● STATED EXERCISE: From the items below, pull out each line that contains the string "basket" and copy it.

● EXTRACTED MATERIAL:
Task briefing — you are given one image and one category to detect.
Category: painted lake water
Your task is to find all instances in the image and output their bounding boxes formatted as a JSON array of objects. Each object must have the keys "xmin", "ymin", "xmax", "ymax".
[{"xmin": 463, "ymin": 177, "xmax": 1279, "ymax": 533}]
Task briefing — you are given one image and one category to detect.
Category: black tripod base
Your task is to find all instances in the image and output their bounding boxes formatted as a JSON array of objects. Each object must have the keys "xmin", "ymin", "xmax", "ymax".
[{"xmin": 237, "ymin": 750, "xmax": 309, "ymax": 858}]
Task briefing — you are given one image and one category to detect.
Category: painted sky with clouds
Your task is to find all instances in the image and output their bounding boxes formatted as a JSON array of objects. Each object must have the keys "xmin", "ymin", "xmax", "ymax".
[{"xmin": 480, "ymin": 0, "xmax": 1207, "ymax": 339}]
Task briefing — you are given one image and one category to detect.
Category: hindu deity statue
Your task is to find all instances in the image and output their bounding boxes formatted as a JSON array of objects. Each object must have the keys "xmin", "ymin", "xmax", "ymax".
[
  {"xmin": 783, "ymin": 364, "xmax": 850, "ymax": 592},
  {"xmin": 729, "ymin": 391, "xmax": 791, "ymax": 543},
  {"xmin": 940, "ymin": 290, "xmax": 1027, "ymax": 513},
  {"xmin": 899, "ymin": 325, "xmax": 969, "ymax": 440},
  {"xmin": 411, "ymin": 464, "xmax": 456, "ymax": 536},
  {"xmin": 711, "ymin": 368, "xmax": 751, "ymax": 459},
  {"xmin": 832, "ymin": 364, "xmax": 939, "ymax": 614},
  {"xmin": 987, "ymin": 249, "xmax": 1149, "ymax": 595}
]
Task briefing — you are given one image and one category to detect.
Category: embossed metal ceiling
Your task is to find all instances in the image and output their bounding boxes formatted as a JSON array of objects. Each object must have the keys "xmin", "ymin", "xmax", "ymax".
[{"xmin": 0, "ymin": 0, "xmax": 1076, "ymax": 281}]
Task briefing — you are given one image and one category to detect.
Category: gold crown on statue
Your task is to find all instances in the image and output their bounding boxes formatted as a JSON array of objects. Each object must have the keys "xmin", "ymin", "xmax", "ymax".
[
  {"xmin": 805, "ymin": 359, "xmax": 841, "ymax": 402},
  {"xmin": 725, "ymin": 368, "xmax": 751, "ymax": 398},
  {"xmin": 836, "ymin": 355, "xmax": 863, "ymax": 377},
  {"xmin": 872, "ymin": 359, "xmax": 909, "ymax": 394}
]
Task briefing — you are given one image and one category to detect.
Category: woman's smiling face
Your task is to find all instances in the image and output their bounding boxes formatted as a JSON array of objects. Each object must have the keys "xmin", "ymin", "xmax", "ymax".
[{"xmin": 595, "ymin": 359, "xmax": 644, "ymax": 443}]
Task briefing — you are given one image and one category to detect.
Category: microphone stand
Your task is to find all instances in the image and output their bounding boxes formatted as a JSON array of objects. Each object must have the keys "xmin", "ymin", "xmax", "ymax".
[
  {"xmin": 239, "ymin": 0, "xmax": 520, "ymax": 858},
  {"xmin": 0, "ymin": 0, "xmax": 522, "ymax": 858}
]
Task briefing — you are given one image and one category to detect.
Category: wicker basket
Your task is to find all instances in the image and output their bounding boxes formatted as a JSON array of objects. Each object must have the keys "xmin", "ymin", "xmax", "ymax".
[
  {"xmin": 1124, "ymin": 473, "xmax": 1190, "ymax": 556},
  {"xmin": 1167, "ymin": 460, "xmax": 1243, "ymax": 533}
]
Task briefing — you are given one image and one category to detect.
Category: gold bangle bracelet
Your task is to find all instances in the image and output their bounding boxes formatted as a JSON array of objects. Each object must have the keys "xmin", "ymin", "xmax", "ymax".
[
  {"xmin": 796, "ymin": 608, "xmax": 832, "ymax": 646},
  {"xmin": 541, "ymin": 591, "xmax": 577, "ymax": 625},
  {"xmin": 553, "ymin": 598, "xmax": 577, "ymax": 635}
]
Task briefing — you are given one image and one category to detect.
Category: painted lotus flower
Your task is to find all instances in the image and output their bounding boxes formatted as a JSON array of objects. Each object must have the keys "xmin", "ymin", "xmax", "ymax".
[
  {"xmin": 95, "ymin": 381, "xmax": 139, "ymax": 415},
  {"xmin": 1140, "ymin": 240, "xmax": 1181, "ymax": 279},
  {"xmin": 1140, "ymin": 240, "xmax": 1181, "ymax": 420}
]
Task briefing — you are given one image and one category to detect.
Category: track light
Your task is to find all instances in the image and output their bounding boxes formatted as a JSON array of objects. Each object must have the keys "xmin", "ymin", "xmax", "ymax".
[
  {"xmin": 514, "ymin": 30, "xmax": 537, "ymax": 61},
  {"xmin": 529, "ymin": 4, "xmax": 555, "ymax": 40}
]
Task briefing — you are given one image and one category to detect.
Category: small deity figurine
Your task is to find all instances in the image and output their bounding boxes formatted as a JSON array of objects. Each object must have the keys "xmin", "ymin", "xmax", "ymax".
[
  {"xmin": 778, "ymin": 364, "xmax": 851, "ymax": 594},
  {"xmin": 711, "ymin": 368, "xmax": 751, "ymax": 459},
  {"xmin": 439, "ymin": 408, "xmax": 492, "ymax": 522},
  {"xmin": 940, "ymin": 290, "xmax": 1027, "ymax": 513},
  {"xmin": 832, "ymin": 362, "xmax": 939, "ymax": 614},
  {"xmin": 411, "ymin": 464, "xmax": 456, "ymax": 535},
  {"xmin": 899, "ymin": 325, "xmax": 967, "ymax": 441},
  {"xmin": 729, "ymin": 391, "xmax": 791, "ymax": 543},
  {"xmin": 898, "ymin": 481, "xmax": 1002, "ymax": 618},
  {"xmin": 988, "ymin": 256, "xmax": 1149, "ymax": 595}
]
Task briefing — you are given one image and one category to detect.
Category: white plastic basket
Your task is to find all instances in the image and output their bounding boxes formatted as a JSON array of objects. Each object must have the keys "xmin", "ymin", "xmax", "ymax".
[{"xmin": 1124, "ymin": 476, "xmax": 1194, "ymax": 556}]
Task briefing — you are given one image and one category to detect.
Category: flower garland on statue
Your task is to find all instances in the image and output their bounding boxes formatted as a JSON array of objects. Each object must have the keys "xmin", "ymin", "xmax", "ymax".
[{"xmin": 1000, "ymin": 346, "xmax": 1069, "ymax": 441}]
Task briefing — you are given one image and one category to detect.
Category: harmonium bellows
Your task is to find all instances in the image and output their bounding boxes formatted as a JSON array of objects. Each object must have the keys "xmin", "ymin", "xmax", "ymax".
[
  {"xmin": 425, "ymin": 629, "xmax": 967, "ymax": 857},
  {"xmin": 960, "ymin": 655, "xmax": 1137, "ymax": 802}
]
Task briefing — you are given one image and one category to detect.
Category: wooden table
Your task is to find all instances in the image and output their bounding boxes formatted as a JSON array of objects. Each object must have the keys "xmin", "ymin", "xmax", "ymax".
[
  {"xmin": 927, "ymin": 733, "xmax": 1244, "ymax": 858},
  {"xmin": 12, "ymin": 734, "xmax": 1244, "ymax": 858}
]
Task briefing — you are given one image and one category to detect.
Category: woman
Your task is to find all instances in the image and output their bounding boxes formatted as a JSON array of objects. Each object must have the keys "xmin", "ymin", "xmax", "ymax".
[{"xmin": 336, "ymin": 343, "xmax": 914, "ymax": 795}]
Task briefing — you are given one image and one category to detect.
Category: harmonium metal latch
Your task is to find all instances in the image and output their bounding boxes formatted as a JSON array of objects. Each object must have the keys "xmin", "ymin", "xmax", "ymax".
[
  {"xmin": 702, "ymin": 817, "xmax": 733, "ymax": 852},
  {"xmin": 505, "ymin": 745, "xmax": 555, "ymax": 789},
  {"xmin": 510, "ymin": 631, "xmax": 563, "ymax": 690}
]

● IN RESPONSE:
Category: wicker basket
Category: white plastic basket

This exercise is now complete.